'''

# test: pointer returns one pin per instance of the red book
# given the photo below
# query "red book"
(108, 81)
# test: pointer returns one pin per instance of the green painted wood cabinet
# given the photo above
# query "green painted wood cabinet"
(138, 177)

'''

EXERCISE AIM
Copy all of the material above line for line, without altering any character.

OUTPUT FOR THIS TASK
# test: pointer returns one pin per instance of the red book
# given the photo below
# query "red book"
(108, 81)
# test: pointer returns one pin per instance of the green painted wood cabinet
# given the photo above
# query "green painted wood cabinet"
(138, 177)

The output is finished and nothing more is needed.